Exercise details → How many of the lines below contain the string "beige"? Count them and reply with the number alone.

◆ ◆ ◆ ◆

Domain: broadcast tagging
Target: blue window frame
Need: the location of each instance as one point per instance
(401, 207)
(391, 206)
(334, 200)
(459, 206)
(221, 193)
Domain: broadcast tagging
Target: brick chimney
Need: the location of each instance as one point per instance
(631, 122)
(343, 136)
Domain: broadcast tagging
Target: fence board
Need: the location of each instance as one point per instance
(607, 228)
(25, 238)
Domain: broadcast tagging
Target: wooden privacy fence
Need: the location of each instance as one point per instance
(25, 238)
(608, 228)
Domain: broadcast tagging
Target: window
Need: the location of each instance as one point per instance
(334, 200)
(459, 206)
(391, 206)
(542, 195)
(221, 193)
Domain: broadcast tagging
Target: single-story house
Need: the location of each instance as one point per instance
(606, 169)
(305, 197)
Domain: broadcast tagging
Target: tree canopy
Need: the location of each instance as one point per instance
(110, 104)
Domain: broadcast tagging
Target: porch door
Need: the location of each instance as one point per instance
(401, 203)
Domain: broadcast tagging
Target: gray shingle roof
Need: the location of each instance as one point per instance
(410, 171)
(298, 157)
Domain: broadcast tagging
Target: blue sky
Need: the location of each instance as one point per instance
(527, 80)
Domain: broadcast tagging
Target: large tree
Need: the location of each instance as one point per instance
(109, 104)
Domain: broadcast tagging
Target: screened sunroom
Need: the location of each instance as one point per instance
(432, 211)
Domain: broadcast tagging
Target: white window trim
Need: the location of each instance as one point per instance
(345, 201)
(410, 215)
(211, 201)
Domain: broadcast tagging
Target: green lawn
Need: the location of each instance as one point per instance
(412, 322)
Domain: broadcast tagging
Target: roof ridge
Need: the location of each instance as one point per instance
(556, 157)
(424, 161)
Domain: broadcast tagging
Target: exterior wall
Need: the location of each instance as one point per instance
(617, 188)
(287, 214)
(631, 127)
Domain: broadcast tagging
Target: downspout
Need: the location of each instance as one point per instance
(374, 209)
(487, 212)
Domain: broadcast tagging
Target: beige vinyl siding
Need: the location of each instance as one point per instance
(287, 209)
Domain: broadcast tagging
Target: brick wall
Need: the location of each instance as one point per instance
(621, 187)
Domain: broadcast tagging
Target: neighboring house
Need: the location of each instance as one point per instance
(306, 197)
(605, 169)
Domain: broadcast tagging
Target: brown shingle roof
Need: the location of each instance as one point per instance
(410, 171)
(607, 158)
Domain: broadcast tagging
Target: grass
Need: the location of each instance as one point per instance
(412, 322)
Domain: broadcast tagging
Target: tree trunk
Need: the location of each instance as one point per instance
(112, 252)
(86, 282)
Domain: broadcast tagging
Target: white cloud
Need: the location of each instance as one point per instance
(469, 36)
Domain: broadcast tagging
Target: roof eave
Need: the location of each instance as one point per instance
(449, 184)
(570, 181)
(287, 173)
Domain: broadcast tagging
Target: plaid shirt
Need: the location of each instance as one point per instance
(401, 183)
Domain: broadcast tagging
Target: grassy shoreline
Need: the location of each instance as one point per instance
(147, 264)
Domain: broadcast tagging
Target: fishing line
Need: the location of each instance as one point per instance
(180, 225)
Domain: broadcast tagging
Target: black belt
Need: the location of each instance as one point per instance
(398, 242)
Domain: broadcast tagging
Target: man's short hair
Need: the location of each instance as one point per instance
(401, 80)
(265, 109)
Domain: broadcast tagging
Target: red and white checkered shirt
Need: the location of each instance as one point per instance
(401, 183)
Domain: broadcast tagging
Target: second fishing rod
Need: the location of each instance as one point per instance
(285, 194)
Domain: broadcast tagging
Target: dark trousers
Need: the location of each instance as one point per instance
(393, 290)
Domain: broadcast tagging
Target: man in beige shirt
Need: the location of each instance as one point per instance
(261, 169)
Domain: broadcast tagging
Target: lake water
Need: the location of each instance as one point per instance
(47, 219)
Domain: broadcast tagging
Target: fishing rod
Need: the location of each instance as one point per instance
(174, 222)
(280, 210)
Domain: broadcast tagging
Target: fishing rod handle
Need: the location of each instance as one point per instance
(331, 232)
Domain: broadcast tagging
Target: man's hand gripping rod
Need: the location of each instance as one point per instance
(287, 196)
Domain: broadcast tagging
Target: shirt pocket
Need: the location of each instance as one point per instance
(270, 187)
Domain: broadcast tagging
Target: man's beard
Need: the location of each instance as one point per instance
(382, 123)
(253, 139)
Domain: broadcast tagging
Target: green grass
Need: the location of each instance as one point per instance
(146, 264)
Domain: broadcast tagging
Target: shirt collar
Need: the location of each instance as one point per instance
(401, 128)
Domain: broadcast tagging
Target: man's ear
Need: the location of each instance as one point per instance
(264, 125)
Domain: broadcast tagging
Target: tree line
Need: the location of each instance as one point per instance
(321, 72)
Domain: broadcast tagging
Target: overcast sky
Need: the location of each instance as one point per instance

◆ ◆ ◆ ◆

The answer → 2